→ Excerpted passage:
As you might have guessed from many of the posts here on the screed, how brands should behave in today’s marketing climate is a big focus of mine.  That focus is due to the questions I get asked by my clients on a regular basis both with respect to media and technology.  Which is why I found a recently released study by the folks at Edelman so interesting.

Called brandshare (they used the lower case, it’s not a typo!), the study sampled 11,000 consumers in the U.S., UK, Canada, France, Germany, Brazil, India and China, and evaluated approximately 212 local and multi-national brands.   You can see a slide deck on the study here.  It found that an overwhelming majority (90 percent) of people across eight countries want marketers to more effectively share their brands. Yet on average, only 10 percent of people think any given brand does it well.  As you know, I believe any time we see gaps between expressed consumer desire and actual brand performance, there’s an opportunity.

So what exactly did they mean by “sharing?”  The study measured six dimensions of sharing – shared dialog, shared experience, shared goals, shared values, shared product and shared history – and found a link between effective brand sharing and business value; the greatest business value coming from shared product and shared values.  Obviously it’s not just companies asking for retweets and Facebook shares!

A large majority (91 percent) of respondents said they want to have a hand in the design and development process, with that desire being equal among those in developed and emerging markets. People also want complete openness about product performance with nine out of 10 wanting to know how they are made and how they should perform against competitors.  We’ve talked about transparency before but this demonstrates the extent to which consumers have come to expect it.

→ Problem description: Pick up the post about the Edelman brandshare study where it stops, and keep going. The listing after this has no connection to the brand-sharing post.

→ Extracted information:
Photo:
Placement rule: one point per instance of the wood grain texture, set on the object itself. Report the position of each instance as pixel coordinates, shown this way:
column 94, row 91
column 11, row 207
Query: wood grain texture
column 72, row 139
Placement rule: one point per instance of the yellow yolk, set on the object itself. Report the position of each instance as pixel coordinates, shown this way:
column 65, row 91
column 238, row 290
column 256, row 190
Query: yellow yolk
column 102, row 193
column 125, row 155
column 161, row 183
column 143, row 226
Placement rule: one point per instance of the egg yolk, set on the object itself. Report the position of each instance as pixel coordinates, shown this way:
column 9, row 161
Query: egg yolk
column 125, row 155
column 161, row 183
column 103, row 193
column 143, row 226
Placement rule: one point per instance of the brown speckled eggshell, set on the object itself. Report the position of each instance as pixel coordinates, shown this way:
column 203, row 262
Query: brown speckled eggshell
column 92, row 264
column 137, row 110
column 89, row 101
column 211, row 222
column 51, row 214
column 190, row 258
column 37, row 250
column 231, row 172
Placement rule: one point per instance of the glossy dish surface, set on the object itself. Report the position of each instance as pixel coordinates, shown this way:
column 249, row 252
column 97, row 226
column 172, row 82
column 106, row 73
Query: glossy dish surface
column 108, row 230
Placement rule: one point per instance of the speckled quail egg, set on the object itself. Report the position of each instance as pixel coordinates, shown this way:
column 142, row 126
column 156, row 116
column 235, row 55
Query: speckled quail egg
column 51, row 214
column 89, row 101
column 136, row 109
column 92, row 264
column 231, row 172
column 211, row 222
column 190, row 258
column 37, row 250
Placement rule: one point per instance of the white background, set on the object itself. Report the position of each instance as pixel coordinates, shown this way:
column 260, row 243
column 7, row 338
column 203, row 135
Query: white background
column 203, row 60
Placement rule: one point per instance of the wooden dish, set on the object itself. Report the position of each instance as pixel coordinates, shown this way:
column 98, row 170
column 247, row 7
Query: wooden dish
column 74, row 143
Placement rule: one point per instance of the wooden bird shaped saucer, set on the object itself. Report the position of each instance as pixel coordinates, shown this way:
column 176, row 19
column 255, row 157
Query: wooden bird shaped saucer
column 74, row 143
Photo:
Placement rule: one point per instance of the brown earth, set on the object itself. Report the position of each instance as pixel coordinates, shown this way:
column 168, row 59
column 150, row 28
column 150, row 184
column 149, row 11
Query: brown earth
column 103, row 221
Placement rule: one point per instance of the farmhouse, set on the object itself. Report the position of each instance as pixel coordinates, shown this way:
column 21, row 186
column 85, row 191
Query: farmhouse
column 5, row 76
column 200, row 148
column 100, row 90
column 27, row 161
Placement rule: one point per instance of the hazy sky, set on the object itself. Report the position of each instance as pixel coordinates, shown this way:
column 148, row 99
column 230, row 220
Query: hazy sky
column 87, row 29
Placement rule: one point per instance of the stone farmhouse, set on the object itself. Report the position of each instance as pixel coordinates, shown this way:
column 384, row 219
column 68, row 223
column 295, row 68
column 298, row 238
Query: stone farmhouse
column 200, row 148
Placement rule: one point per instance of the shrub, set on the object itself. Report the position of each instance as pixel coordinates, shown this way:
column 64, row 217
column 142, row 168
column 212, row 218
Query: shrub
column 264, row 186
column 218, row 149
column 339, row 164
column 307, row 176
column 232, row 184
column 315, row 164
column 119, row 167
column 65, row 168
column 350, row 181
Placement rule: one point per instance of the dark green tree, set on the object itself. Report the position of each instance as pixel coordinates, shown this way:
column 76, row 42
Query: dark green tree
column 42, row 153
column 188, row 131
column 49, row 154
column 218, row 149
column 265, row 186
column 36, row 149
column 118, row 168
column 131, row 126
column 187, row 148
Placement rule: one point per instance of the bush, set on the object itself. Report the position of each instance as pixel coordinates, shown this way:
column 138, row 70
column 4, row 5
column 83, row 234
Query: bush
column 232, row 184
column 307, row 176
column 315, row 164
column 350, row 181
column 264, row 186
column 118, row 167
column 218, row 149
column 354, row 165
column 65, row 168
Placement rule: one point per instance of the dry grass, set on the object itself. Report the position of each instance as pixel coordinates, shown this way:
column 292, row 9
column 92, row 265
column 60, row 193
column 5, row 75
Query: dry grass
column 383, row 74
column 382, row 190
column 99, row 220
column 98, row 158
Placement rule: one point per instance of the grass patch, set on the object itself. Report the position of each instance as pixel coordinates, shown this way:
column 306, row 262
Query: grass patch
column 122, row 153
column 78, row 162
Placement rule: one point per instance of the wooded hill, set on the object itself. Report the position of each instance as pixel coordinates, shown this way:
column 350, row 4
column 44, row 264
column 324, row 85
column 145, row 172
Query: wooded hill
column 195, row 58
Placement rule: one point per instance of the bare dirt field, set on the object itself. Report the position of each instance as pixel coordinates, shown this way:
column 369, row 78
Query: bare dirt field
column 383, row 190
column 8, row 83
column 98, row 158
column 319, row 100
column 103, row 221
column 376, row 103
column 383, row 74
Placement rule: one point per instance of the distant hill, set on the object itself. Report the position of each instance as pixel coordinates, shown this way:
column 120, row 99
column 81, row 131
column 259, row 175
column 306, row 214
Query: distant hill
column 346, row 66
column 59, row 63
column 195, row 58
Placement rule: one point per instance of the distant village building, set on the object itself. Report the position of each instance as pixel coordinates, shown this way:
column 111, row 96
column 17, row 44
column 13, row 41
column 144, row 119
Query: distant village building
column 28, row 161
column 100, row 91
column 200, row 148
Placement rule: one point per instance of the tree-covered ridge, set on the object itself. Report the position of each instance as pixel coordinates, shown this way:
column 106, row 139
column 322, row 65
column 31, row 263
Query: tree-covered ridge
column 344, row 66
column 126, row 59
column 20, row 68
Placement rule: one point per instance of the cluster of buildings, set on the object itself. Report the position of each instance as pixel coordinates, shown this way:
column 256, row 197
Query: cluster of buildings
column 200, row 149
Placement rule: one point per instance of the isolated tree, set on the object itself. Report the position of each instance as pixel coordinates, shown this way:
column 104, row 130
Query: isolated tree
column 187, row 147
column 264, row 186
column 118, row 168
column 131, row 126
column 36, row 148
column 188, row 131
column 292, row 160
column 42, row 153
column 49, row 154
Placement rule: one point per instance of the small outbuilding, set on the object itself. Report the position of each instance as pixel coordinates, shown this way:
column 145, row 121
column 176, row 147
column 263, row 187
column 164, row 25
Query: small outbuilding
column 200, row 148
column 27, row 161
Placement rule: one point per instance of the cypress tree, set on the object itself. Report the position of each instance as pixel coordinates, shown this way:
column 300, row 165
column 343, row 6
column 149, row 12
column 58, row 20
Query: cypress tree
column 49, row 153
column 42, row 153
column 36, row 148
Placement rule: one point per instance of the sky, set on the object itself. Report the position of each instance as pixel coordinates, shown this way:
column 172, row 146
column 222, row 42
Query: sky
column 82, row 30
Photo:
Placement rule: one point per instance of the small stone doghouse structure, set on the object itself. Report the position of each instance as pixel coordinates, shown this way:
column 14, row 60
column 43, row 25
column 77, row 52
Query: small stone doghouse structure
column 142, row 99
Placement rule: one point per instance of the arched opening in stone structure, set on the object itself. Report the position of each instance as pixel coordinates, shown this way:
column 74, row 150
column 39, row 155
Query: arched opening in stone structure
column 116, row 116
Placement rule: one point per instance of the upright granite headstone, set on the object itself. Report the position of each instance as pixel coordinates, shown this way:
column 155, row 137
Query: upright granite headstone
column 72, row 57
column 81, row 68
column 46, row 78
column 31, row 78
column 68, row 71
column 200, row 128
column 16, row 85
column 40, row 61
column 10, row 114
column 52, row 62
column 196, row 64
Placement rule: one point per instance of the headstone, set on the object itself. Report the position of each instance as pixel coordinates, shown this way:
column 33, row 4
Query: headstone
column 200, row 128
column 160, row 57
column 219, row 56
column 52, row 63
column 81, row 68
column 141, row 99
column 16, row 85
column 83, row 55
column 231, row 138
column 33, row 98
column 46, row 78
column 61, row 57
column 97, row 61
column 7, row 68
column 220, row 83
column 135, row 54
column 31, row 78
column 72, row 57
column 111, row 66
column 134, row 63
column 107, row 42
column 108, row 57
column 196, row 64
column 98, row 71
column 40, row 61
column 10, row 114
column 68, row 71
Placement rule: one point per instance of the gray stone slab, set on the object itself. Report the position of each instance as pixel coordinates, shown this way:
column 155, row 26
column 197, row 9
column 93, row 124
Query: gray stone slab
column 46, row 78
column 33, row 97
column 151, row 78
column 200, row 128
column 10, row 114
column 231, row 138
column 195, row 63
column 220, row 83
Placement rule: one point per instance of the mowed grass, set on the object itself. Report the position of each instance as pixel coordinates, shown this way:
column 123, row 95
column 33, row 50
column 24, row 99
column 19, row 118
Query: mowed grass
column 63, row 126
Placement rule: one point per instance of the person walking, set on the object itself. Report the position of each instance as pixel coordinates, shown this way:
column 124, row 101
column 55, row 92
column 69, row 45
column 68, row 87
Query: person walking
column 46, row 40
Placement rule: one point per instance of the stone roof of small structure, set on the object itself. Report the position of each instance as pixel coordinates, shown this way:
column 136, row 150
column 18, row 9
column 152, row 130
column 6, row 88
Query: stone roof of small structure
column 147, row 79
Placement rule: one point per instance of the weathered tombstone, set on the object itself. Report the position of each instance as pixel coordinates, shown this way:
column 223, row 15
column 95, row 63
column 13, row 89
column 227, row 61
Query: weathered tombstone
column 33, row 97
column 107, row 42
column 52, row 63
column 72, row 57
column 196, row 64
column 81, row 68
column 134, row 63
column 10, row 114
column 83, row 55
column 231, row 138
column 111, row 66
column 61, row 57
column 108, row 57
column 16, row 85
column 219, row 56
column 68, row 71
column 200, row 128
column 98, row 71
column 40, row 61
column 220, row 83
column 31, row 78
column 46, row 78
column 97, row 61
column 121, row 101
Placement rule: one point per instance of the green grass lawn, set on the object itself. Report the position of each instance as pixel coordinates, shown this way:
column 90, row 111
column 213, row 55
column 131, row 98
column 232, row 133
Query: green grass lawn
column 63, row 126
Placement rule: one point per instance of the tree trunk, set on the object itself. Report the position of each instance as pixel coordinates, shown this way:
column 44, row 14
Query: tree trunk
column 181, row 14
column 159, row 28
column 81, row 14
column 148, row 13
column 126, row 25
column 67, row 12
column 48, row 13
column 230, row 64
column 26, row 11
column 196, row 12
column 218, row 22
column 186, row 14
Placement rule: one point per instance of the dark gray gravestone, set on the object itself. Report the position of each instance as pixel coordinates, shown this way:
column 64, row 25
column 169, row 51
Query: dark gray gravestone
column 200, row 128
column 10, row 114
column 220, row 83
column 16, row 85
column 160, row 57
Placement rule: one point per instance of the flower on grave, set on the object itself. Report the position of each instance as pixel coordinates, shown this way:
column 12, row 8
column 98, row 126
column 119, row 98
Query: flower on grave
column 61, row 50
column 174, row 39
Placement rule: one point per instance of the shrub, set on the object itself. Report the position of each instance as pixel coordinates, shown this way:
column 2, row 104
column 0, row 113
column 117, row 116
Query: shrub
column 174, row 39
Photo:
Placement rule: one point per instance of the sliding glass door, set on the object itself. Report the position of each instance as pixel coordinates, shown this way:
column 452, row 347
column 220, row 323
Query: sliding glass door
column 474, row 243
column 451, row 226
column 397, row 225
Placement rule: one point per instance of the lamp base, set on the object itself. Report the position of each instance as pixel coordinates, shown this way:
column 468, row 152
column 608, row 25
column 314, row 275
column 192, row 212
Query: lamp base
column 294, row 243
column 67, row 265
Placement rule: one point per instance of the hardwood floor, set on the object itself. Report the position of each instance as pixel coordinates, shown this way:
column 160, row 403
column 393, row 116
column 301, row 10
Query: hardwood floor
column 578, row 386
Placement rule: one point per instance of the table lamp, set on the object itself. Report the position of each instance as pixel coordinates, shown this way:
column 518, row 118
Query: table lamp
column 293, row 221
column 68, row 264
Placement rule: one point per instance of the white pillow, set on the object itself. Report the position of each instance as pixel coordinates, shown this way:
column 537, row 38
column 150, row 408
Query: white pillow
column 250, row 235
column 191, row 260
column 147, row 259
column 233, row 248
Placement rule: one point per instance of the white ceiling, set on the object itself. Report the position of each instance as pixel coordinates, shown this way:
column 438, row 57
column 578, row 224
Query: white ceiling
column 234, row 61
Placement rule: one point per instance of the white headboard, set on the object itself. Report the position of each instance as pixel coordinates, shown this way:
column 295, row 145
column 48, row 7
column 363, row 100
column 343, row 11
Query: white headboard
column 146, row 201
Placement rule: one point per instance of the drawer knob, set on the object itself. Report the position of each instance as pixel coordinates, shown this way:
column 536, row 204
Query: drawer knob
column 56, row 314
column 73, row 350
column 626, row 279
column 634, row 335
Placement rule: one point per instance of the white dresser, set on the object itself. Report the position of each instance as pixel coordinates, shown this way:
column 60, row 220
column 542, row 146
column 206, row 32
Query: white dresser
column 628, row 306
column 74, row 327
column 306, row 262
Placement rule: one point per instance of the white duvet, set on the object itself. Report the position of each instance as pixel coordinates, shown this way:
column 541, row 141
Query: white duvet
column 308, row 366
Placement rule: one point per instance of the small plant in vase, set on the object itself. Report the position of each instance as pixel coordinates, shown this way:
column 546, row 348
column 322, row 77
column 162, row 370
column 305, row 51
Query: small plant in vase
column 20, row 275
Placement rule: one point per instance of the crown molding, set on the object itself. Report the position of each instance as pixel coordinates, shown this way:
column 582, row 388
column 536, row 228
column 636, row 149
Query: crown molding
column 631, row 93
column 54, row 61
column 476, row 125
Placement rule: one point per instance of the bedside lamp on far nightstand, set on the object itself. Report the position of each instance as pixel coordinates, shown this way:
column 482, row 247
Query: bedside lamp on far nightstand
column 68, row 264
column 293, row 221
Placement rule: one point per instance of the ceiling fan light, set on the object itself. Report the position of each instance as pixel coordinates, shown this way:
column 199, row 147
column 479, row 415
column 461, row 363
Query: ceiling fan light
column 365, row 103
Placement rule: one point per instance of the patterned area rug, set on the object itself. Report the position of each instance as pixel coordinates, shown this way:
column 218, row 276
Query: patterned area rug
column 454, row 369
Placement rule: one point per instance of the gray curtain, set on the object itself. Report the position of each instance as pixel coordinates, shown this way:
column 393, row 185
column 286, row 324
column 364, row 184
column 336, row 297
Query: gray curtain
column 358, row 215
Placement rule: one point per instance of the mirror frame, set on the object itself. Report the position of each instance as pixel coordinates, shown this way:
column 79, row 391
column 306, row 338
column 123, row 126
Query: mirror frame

→ Written answer:
Of the six sharing dimensions, shared values has the highest unmet demand among people. More than nine in 10 (92 percent) respondents want to do business with brands that share their beliefs. In addition, nearly half of the respondents (47 percent) want brands to be more transparent about how products are sourced and manufactured, just over four in 10 (43 percent) want brands to do more to give back to their communities.

I think this quote sums it up nicely:

Marketers must evolve from a traditional linear model of focus groups that ends with the consumer to one that involves people at every stage. Brands must also synchronize their brand marketing and corporate communications narrative into one cohesive message, while redesigning current engagement channels to incorporate higher-value sharing.”

So now that you know it, what are you going to do about it?